#### [Extrait de l'arrêt]
_____

Le salarié ne conteste pas avoir imprimé les statistiques et il verse aux débats une attestation de M. [M], son successeur, lequel témoigne avoir demandé à M. [T] [L] de lui remettre les statistiques de chiffre d'affaires de l'entreprise d'avril 2015 à avril 2016.

Le simple constat de la transmission de ces documents par mails n'établit pas l'intention de M. [T] [L] de nuire à la société Pedretti Distribution. En particulier, la circonstance que le salarié ait, par la suite, été embauché par une société concurrente, ne démontre pas en soi, qu'il a mis à disposition de cette société concurrente les documents qu'il s'était transmis par mail au mois de février et au mois d'avril 2016, ni qu'il a procédé à ces transmissions dans ce but.

M. [T] [L] établit avoir, après sa démission, fait acte de candidatures pour des postes de directeur d'agence, de responsable d'exploitation logistique, de chargé de support opérationnel, dans diverses sociétés de transport, et ce, dès le 21 février 2016, via le site « Job Transport » ou « Indeed » et avoir travaillé en qualité de conducteur routier au mois de mai et de juin 2016, avant de candidater, le 16 juin 2016, pour un poste de directeur d'agence, auprès de la société TSE, via Jobtransport.

En conséquence, en l'absence d'intention de nuire démontrée, la cour infirme le jugement en ce qu'il a condamné M. [T] [L] à payer à la société Pedretti Distribution des dommages-intérêts pour exécution déloyale du contrat de travail et déboute la société de sa demande.

_____

#### [Consignes]
• a. Répondez à ces questions d'après l'extrait de l'arrêt :
(i) Sur quelle période portaient les statistiques de chiffre d'affaires demandées par M. [M] ?
(ii) Par quels sites M. [T] [L] a-t-il envoyé ses candidatures à partir du 21 février 2016 ?
(iii) En quelle qualité a-t-il travaillé en mai et juin 2016 ?
• b. Rédigez la suite de l'extrait de l'arrêt, en reprenant après sa dernière phrase.
Les enregistrements qui suivent n'ont aucun lien avec l'extrait de l'arrêt.

#### [Liste des enregistrements]
_____

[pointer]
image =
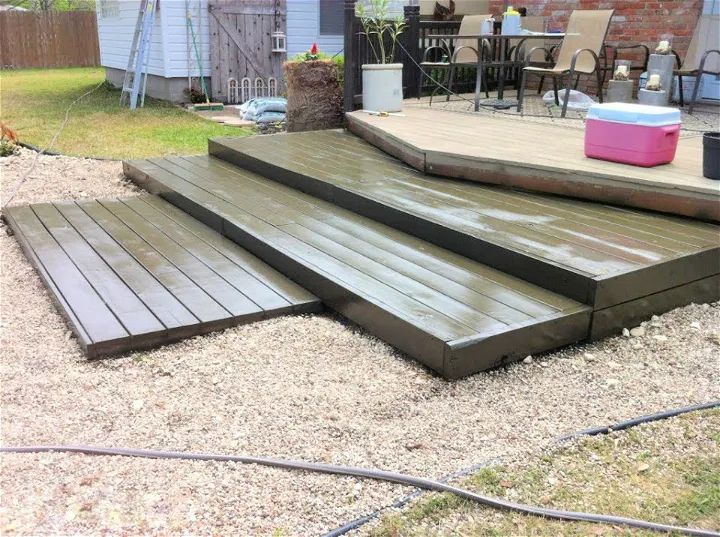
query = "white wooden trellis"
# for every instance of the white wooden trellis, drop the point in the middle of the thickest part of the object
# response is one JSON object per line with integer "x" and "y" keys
{"x": 238, "y": 93}
{"x": 233, "y": 91}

_____

#### [Réponses]
• a.
(i) D'avril 2015 à avril 2016.
(ii) « Job Transport » ou « Indeed ».
(iii) En qualité de conducteur routier.

• b.
Sur les demandes de M. [T] [L] :

Sur le rappel de salaire pour heures supplémentaires :

Le salarié soutient avoir effectué des heures supplémentaires, qui n'ont été rémunérées que partiellement. Il ajoute que :

peu de temps après son arrivée à l'agence de [Localité 7], le directeur d'agence est tombé malade et il a été contraint d'exercer les missions dévolues à ce dernier ;

il n'existait pas, pour le personnel sédentaire, de feuilles de temps.

La société réplique que :

le salarié n'a jamais revendiqué d'heures supplémentaire pendant la durée de la relation contractuelle, alors qu'il avait pour mission de déclarer le temps de travail des employés de l'agence ;

il ne démontre ni l'existence d'horaire effectué au-delà des durées habituelles ni que le travail effectué faisait suite à une demande de sa part et ne pouvait être effectué lors de la journée de travail suivante.

***

Il résulte des dispositions de l'article L. 3171-4 du code du travail qu'en cas de litige relatif à l'existence ou au nombre d'heures de travail accomplies, il appartient au salarié de présenter, à l'appui de sa demande, des éléments suffisamment précis quant aux heures non rémunérées qu'il prétend avoir accomplies afin de permettre à l'employeur, qui assure le contrôle des heures de travail effectuées, d'y répondre utilement en produisant ses propres éléments. Le juge forme sa conviction en tenant compte de l'ensemble de ces éléments au regard des exigences rappelées aux dispositions légales et réglementaires précitées. Après analyse des pièces produites par l'une et l'autre des parties, dans l'hypothèse où il retient l'existence d'heures supplémentaires, il évalue souverainement, sans être tenu de préciser le détail de son calcul, l'importance de celles-ci et fixe les créances salariales s'y rapportant.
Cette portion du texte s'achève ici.